### TESTO DI LETTURA:

Si è venuto così a instaurare un acceso conflitto tra ambiente e sviluppo, tra occupazione e salute che ha diviso i cittadini  tra coloro che  vorrebbero che l’acciaieria continui a produrre e chi invece ne auspica la totale chiusura. Infatti, sul piano occupazionale ILVA impiega oltre 11.600 occupati direttamente, a cui deve aggiungersi un indotto strettamente collegato sul piano verticale che porta l’occupazione diretta quasi a 15.400 unità. Di conseguenza la chiusura dello stabilimento indurrebbe pesanti ricadute economiche e occupazionali. Complessivamente si determinerebbe un impatto negativo che è stato valutato attorno a oltre 8 miliardi di euro annui imputabile per circa 6 miliardi alla crescita delle importazioni, per 1,2 miliardi al sostegno al reddito e ai minori introiti per l’amministrazione pubblica e per circa 500 milioni in termini di minore capacità di spesa per il territorio direttamente interessato. Queste considerazioni sono certamente importanti, ma in nessun caso possono giustificare il mantenimento di situazioni di rischio ambientale e per la salute dei lavoratori e dei cittadini al di fuori delle normative.

### OBIETTIVI:
[1] Riporta tutte le voci in cui il testo sull'ILVA scompone l'impatto negativo annuo della chiusura dello stabilimento, con l'importo attribuito a ciascuna.
[2] Prolunga il testo sull'ILVA a partire dalla sua ultima frase.

(Elementi elencati in un insieme di dati)

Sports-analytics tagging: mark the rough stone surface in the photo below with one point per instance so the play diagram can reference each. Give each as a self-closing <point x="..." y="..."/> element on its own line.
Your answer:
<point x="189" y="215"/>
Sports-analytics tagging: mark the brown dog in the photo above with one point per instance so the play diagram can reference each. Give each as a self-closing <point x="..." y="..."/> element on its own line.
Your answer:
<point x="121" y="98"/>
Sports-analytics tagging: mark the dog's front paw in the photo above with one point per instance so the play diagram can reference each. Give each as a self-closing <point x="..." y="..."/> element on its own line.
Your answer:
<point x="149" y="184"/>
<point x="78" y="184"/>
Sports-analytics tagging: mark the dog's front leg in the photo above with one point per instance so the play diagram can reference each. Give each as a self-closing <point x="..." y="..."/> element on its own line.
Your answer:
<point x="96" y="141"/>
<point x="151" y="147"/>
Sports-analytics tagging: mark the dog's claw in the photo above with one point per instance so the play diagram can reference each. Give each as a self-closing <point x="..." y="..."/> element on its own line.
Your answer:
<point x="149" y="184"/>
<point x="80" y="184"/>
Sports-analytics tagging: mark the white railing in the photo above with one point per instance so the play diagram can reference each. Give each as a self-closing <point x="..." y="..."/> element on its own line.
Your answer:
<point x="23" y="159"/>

### RISPOSTE PER COMPITO:
[1]
- Crescita delle importazioni: circa 6 miliardi di euro
- Sostegno al reddito e minori introiti per l'amministrazione pubblica: 1,2 miliardi di euro
- Minore capacità di spesa per il territorio direttamente interessato: circa 500 milioni di euro

[2]
Quello di Taranto è un impianto siderurgico a “ciclo integrale” tradizionale, ovvero impiega le materie prime così come si trovano in natura (minerali, fossili). Le materie prime, arrivate via mare nel pontile dell’impianto siderurgico, vengono trasferite da un nastro trasportatore verso vaste aree di stoccaggio all’aperto e messe a parco (parco minerali). Il materiale una volta stoccato è destinato alla cokeria, ovvero l'impianto per la trasformazione del carbon fossile in carbon coke, con un contenuto in carbonio che va dall’85% al 90%.  Successivamente, il carbon coke viene trasferito all’altoforno, cuore di tutto il complesso, per la produzione della ghisa liquida, che a sua volta verrà “affinata” in acciaieria per abbassare il contenuto di carbonio e delle impurezze (trattamento LF). Questo tipo di lavorazione, appena descritta, ha un forte impatto sull'ambiente e sulla salute dei cittadini, essendo lo stabilimento ubicato in un'area a forte densità abitativa.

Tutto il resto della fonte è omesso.